_Enunciado 1_:
No texto sobre velórios abaixo, reescreva em forma de lista o parágrafo que começa com "Busquei esclarecê-lo de que", mantendo os fatos principais.

***** Trecho da página *****

Jorge Hessen -
jorgehessen@gmail.com
Certa vez, um confrade
segredou-me que não permitirá velórios no sepultamento de seus familiares mais
próximos, porque é totalmente contra tal tradição mortuária. Não vê lógica
doutrinária nesse tipo de cerimonial. Crê que após constatada a desencarnação, em
no máximo algumas poucas horas, deveriam ser feitos os preparativos para o
sepultamento, sem rituais religiosos.
Busquei esclarecê-lo de que
velório ou “velação” não é necessariamente um ritual religioso”, portanto não
está associado a religiões, até porque seu início dá-se quando a pessoa está
doente e precisa de ser velada, cuidada, vigiada. Pois é! A origem da palavra
velar que dá origem a velório vem do latim "vigilare", que dá
significado de vigilância. E mais: o termo velar não se refere às "velas",
flores, missas, cultos, mas (repito) ao verbo "velar" (de cuidar,
zelar).
O dicionarista define o verbo
velar como "ficar acordado ao lado de (alguém)", "ficar acordado
durante (um tempo)" e ainda "manter-se de guarda, vigia" dentre
outras definições. O termo tem uma conotação exata se de fato as pessoas que
vão "velar" o falecido, realmente o fazem com atitude de zelo,
vigília, respeito e de despedida do corpo que serviu ao espírito durante a
experiência que se encerra.
É evidente que velar o defunto é
atitude respeitável. No velório devemos orar respeitosamente ao amigo que se
despoja do corpo físico, dirigindo-lhe por exemplo (como sugestão) a prece
indicada por Allan Kardec contida no cap. XXVIII, item 59 do Evangelho Segundo
o Espiritismo, intitulado “Pelos recém-falecidos[2]”.
Protocolarmente ou não, no
velório nos solidarizamos com os parentes e amigos do “morto”, auxiliando no
que for preciso, seja ofertando um abraço fraterno ou apenas a presença serena,
numa empatia repleta de misericórdia, na base da paciência e do estímulo, da
consolação e do amor, como nos instrui Emmanuel[3].

*****

_Enunciado 2_:
Repita, por favor, as linhas das entradas abaixo, da linha que contém "# test: locate the plate" até o final das entradas, incluindo essa primeira linha e a última.

***** Entradas fornecidas *****

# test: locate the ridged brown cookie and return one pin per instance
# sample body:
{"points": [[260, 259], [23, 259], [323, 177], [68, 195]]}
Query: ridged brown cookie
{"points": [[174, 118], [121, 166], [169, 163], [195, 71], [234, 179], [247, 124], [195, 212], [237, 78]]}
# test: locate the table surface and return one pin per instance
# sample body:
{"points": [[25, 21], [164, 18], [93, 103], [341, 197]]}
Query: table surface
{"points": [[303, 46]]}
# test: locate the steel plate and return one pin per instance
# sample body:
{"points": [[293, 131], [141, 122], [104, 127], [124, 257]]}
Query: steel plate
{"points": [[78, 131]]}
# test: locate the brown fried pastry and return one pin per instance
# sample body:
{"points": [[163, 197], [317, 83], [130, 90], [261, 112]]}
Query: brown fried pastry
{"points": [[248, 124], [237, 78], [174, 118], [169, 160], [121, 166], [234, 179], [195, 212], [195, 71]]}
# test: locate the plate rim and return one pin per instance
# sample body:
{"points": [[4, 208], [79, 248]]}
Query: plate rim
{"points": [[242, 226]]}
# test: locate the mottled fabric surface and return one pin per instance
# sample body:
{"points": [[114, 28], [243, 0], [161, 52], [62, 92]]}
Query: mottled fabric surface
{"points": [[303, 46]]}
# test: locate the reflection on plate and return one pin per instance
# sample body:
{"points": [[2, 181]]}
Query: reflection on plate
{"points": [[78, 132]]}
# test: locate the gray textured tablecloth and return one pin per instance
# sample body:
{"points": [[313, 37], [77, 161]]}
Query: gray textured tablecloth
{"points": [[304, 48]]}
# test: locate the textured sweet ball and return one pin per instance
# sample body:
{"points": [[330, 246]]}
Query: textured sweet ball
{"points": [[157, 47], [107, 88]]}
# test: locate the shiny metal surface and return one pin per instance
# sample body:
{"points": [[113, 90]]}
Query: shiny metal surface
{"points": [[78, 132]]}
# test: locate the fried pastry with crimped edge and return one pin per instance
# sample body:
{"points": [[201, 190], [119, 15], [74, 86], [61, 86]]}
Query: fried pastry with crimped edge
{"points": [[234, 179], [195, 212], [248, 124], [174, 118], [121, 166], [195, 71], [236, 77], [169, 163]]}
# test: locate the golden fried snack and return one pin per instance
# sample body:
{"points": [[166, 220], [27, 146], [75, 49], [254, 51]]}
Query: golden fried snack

*****

_Resultado da tarefa 1_:
- O velório ou "velação" não é necessariamente um ritual religioso e não está associado a religiões.
- Ele começa quando a pessoa está doente e precisa ser velada, cuidada e vigiada.
- A palavra "velar", que dá origem a "velório", vem do latim "vigilare", que significa vigilância.
- O termo "velar" não se refere às velas, flores, missas ou cultos, mas ao verbo "velar", no sentido de cuidar e zelar.

_Resultado da tarefa 2_:
# test: locate the plate rim and return one pin per instance
# sample body:
{"points": [[4, 208], [79, 248]]}
Query: plate rim
{"points": [[242, 226]]}
# test: locate the mottled fabric surface and return one pin per instance
# sample body:
{"points": [[114, 28], [243, 0], [161, 52], [62, 92]]}
Query: mottled fabric surface
{"points": [[303, 46]]}
# test: locate the reflection on plate and return one pin per instance
# sample body:
{"points": [[2, 181]]}
Query: reflection on plate
{"points": [[78, 132]]}
# test: locate the gray textured tablecloth and return one pin per instance
# sample body:
{"points": [[313, 37], [77, 161]]}
Query: gray textured tablecloth
{"points": [[304, 48]]}
# test: locate the textured sweet ball and return one pin per instance
# sample body:
{"points": [[330, 246]]}
Query: textured sweet ball
{"points": [[157, 47], [107, 88]]}
# test: locate the shiny metal surface and return one pin per instance
# sample body:
{"points": [[113, 90]]}
Query: shiny metal surface
{"points": [[78, 132]]}
# test: locate the fried pastry with crimped edge and return one pin per instance
# sample body:
{"points": [[201, 190], [119, 15], [74, 86], [61, 86]]}
Query: fried pastry with crimped edge
{"points": [[234, 179], [195, 212], [248, 124], [174, 118], [121, 166], [195, 71], [236, 77], [169, 163]]}
# test: locate the golden fried snack and return one pin per instance
# sample body:
{"points": [[166, 220], [27, 146], [75, 49], [254, 51]]}
Query: golden fried snack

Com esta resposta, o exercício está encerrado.